• MATERIAL FOR THIS EXERCISE:
Content starts

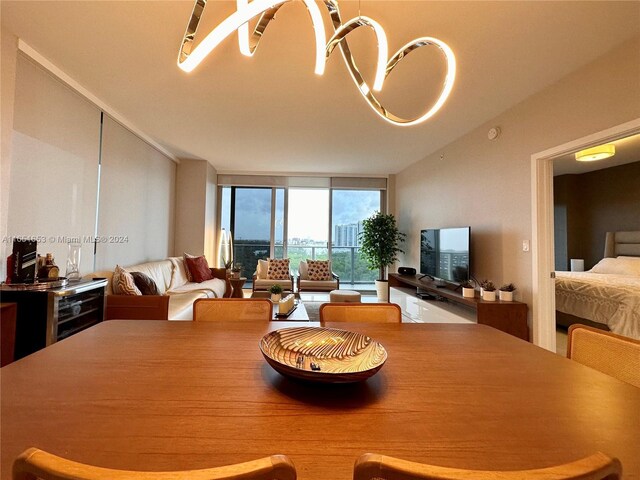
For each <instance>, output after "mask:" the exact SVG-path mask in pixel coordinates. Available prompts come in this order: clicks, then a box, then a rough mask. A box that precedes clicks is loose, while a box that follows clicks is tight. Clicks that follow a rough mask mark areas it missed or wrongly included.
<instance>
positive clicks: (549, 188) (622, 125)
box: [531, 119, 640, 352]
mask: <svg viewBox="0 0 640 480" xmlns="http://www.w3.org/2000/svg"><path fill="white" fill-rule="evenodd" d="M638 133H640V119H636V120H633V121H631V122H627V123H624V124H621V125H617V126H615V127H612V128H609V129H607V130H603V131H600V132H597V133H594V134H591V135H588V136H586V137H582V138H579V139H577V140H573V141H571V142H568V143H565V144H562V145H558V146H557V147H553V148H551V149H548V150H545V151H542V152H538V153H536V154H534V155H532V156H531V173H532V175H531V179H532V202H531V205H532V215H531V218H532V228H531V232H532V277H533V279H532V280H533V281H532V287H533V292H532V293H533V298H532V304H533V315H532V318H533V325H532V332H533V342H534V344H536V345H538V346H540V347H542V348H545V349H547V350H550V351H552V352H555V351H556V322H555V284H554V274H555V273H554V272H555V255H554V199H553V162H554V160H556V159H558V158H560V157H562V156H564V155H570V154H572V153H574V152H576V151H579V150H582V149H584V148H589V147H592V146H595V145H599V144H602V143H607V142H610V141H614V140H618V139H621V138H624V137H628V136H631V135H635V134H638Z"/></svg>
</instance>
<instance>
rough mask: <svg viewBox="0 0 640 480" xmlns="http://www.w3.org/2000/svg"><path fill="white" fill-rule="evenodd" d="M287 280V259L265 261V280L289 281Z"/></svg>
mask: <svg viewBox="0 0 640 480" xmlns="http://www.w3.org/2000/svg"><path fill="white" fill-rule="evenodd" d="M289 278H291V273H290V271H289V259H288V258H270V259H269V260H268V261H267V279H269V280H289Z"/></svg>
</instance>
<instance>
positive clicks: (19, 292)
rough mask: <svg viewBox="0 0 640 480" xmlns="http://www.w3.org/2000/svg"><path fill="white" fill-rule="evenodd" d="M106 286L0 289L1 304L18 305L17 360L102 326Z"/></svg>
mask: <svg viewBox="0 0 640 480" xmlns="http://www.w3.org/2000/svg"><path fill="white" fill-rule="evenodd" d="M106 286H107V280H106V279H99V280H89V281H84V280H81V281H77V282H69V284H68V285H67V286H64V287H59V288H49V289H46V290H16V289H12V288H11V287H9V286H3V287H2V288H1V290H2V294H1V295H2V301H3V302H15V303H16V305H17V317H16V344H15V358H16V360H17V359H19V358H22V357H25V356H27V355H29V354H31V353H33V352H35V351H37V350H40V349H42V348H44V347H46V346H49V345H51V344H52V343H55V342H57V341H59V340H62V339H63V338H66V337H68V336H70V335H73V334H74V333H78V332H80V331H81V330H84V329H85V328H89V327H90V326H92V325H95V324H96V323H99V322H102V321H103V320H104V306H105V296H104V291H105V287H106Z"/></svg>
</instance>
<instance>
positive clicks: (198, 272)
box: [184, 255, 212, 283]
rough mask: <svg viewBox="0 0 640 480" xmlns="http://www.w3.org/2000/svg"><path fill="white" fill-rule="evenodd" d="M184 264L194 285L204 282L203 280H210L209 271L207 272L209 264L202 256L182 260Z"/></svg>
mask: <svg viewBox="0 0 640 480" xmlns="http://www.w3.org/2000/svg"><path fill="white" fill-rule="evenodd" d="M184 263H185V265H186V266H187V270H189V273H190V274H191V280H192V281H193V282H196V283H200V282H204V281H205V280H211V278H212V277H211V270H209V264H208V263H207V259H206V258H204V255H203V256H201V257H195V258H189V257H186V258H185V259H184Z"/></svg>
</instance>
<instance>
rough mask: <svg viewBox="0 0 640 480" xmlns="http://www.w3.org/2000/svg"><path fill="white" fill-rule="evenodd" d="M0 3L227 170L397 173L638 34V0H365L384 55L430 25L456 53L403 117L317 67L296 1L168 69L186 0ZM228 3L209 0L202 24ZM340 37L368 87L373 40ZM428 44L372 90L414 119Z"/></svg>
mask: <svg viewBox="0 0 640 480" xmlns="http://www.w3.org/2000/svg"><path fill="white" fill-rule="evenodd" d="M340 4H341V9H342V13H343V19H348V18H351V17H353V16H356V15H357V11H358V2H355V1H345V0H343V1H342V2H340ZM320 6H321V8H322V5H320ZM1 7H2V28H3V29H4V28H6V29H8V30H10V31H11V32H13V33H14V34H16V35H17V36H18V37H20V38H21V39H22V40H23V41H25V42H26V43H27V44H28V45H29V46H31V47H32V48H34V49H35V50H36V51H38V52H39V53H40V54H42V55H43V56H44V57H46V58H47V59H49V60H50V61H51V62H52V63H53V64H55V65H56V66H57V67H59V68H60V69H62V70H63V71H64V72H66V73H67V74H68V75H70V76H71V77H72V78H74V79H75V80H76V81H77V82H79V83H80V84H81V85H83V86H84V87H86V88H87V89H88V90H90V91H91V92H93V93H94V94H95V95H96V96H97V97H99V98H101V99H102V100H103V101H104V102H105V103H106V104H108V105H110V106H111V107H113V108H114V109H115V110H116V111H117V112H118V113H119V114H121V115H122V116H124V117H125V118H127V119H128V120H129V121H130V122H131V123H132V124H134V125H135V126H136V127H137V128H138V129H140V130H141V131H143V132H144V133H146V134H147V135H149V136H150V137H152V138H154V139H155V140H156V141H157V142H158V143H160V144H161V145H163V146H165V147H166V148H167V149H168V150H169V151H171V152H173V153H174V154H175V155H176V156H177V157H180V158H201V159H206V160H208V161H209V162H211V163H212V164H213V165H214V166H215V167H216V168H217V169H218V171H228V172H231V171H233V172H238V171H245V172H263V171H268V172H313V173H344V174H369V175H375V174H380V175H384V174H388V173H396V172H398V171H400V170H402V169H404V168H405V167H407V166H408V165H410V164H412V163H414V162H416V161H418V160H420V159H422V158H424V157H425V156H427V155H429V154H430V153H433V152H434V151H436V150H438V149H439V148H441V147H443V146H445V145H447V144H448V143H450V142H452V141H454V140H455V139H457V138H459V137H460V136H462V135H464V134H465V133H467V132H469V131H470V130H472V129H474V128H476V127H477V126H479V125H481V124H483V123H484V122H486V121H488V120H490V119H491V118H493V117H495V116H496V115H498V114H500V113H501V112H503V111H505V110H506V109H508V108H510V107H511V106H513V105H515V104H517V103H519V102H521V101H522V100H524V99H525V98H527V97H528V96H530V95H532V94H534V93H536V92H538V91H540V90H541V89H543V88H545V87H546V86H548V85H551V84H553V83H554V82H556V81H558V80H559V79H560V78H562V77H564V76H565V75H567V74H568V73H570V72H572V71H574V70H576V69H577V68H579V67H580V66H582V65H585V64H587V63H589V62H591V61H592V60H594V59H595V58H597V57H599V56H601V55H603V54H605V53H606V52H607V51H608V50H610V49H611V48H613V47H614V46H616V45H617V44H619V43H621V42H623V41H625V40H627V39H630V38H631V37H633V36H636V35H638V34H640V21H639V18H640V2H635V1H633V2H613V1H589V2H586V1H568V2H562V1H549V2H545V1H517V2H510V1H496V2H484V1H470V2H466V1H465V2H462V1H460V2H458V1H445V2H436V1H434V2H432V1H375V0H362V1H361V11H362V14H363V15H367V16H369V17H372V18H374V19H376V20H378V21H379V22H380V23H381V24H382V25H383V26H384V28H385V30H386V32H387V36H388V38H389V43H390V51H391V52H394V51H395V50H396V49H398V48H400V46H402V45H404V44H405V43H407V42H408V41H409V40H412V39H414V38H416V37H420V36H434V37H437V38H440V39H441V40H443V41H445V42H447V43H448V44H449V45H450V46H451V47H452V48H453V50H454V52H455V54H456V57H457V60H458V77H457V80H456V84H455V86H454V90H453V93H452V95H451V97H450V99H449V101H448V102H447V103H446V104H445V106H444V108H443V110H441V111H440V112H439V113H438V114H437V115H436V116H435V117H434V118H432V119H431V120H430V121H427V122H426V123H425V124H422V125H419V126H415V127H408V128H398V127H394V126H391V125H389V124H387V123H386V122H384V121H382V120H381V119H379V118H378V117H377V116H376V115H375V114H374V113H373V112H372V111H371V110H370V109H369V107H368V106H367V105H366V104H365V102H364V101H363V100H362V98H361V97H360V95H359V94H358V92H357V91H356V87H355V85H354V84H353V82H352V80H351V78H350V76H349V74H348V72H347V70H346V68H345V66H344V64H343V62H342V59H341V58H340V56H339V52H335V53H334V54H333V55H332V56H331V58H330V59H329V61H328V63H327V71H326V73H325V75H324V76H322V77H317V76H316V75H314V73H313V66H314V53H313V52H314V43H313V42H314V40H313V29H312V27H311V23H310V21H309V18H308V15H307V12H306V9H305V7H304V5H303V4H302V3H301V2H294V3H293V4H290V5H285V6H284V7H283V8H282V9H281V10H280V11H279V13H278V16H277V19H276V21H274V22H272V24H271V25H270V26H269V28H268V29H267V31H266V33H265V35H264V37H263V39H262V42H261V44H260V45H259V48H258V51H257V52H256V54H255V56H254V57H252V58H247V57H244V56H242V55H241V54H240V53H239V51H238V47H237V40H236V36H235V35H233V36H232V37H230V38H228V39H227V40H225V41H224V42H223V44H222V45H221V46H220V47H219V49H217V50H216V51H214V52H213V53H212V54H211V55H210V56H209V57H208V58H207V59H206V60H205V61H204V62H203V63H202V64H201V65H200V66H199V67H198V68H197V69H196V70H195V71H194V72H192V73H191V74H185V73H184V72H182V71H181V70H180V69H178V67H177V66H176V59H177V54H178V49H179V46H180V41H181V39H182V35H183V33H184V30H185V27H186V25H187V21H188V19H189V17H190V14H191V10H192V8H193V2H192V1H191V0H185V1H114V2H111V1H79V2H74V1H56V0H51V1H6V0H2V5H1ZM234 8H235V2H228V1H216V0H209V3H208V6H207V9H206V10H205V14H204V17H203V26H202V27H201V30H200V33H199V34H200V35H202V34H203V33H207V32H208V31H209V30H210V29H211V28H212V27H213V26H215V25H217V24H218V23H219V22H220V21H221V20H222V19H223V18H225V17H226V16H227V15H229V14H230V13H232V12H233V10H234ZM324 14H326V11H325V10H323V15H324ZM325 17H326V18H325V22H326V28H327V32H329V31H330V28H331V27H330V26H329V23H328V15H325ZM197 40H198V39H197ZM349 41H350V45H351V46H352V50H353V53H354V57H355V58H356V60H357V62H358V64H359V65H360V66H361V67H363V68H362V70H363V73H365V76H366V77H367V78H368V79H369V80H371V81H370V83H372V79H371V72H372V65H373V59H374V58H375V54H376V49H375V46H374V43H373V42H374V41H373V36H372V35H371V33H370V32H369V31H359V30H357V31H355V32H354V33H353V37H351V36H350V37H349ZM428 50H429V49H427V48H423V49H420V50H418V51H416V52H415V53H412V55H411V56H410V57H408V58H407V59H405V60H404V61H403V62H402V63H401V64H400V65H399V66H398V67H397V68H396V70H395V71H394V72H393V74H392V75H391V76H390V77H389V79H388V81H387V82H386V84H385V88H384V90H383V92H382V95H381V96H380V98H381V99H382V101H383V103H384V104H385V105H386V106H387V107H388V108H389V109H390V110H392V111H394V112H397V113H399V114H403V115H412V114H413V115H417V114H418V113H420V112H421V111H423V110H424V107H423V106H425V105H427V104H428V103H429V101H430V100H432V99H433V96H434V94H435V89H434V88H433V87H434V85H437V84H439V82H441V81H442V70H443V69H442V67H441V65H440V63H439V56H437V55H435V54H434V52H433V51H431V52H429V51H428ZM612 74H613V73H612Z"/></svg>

Content ends

• EXERCISE: Please show every line of the records that holds the word "positive".

• REPLY TO THE TASK:
positive clicks: (549, 188) (622, 125)
positive clicks: (19, 292)
positive clicks: (198, 272)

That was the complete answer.